▸ **EXCERPTED TEXT**
The Best Work Advice I Ever Received – Reader Top 10 List

I recently asked readers to share the best advice they’ve ever received about how to succeed at work. Here are my favorite tips from readers about doing well at your job and getting along well with your manager and coworkers.

1. When you’re the expert, talk like one

“When you are the expert, talk like you are the expert. Don’t be overly deferential or modify your statements with things like “I think” or “Maybe…” when you are talking to people who are in peers or are ranked higher in the organization.

This advice was from my boss in my first corporate job after years in publishing, to encourage me to be more assertive. I’m a woman, I was younger than everyone else on the team, and I was often in a position of having to tell our IT team — all older than me and 95% male — how I wanted things on our website. They wouldn’t always follow my directions exactly or in a timely fashion; instead they would follow their own opinions and regard my instructions as advice. When I started sounding more direct and assertive, they had more respect for my experience and my projects were done to my specifications and timeline.”

▸ **GIVEN ENTRIES**

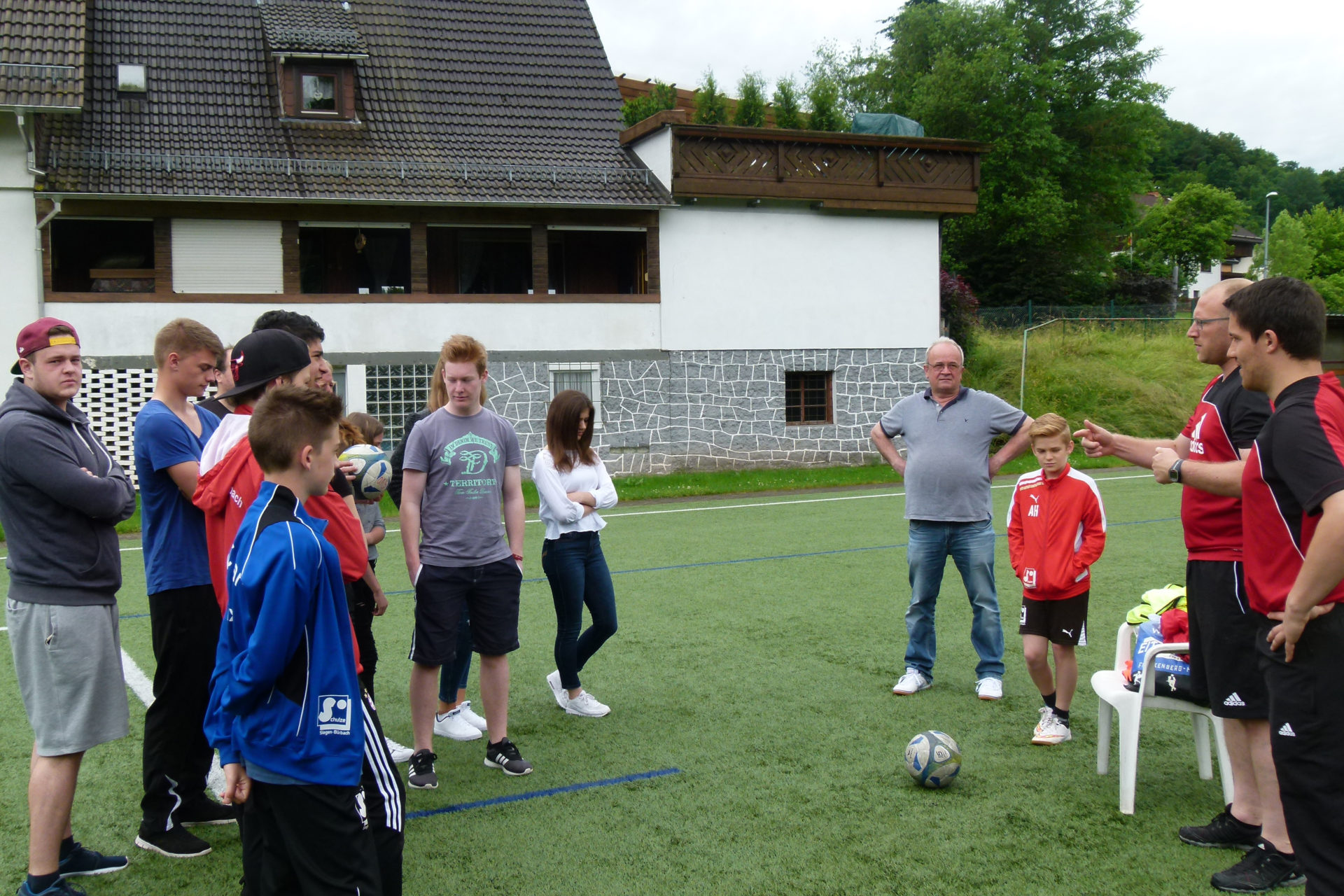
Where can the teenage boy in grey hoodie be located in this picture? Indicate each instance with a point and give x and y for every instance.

==

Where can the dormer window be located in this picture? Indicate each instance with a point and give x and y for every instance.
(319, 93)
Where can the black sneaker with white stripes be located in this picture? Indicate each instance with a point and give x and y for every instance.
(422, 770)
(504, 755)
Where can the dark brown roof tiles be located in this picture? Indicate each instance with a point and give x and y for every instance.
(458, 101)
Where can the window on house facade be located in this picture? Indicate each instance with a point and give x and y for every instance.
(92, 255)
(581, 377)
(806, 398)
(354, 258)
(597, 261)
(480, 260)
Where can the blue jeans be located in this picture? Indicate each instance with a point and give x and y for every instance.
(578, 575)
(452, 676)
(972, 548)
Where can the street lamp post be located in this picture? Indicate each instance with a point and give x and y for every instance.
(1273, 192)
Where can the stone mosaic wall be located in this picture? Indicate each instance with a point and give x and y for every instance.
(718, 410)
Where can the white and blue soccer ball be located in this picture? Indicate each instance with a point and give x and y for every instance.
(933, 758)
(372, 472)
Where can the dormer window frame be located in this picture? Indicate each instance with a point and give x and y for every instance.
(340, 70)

▸ **CHALLENGES**
1 > From the work-advice piece, list each way the IT team handled the writer's directions before the writer began sounding more assertive.
2 > Answer from the work-advice piece:
(a) Who gave the writer the advice about talking like the expert?
(b) In what field had the writer worked for years before that job?
(c) What percentage of the IT team was male?
3 > Summarize the work-advice piece in two sentences.

▸ **ANSWERS BY TASK**
1 >
- They wouldn't always follow the directions exactly.
- They wouldn't always follow them in a timely fashion.
- They followed their own opinions instead.
- They treated the writer's instructions as advice.

2 >
(a) The writer's boss in the writer's first corporate job
(b) Publishing
(c) 95%

3 > The author collected readers' best advice for doing well at work and getting along with managers and coworkers, and the first tip is to talk like the expert when you are one, without hedging with phrases like "I think" or "Maybe." The reader who shared it, a young woman whose mostly male and older IT team treated her instructions as mere advice, found that once she became more direct and assertive, they respected her experience more and finished her projects to her specifications and timeline.